For the entries below, repeat exactly each line starting with the one that contains "Target: black leather belt" and going on through the one that contains "Every instance of the shirt sleeve", and no others.
------------------------------------------------------------
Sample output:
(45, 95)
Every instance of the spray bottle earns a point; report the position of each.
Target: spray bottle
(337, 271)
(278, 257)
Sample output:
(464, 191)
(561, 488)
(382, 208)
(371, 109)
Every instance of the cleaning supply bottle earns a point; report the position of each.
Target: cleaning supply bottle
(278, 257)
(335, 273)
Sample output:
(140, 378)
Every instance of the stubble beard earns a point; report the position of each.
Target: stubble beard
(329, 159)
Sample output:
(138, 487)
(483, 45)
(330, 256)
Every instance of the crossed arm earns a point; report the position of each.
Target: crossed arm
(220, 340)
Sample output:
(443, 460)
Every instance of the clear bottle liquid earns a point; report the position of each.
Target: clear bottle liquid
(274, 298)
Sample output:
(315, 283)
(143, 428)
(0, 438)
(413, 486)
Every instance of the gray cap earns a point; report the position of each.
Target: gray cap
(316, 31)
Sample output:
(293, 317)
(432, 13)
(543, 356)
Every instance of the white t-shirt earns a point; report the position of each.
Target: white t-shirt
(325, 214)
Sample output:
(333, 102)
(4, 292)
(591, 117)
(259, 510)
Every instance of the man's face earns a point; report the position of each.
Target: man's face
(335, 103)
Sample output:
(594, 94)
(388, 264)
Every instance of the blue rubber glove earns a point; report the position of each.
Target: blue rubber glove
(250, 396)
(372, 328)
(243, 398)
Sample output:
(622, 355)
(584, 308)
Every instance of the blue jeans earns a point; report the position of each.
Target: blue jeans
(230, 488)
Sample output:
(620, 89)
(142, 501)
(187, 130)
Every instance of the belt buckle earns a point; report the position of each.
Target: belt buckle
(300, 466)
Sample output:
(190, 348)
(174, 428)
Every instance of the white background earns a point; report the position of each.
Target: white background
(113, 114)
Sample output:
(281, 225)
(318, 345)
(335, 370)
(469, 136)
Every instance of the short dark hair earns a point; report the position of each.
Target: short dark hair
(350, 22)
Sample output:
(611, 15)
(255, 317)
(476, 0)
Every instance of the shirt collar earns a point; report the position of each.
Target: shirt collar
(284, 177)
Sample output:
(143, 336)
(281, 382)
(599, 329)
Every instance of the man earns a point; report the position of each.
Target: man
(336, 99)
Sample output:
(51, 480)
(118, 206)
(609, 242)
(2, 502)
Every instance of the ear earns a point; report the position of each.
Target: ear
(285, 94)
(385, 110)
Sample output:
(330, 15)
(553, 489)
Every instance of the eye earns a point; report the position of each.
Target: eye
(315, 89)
------------------------------------------------------------
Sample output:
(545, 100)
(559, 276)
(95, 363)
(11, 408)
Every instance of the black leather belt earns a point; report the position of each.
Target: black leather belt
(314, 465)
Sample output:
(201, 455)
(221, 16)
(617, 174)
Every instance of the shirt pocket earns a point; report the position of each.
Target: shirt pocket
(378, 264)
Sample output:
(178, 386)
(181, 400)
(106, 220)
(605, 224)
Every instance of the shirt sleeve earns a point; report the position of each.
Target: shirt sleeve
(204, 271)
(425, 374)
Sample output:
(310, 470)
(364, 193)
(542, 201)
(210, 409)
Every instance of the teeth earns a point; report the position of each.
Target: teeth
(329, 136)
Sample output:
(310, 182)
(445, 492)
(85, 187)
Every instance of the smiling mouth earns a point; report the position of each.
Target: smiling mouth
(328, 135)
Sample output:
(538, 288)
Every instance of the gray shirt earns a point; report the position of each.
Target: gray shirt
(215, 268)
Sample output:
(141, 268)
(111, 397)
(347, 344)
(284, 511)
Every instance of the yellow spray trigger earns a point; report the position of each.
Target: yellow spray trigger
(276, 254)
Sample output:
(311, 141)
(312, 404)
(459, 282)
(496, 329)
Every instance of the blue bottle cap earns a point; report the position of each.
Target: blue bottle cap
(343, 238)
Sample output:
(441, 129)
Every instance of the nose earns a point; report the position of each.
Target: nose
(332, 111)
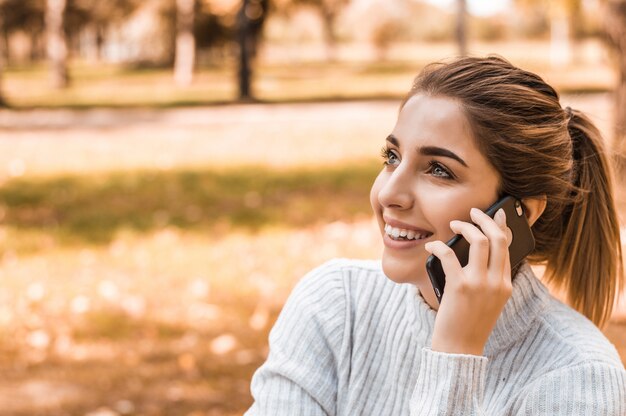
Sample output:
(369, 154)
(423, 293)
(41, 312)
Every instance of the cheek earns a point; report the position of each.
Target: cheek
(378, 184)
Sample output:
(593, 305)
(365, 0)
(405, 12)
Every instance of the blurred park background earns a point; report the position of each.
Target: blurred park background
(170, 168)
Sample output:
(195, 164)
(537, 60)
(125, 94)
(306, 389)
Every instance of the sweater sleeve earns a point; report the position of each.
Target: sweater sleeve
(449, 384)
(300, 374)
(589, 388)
------------------------------------------------------------
ANSWER AREA:
Target: black leather belt
(314, 465)
Sample output:
(201, 455)
(221, 16)
(617, 174)
Every instance of the shirt pocket earns a point; report the position of each.
Target: shirt pocket
(378, 264)
Sample output:
(178, 386)
(181, 400)
(106, 220)
(605, 224)
Every instance of the shirt sleeve earns a point; report the position of each.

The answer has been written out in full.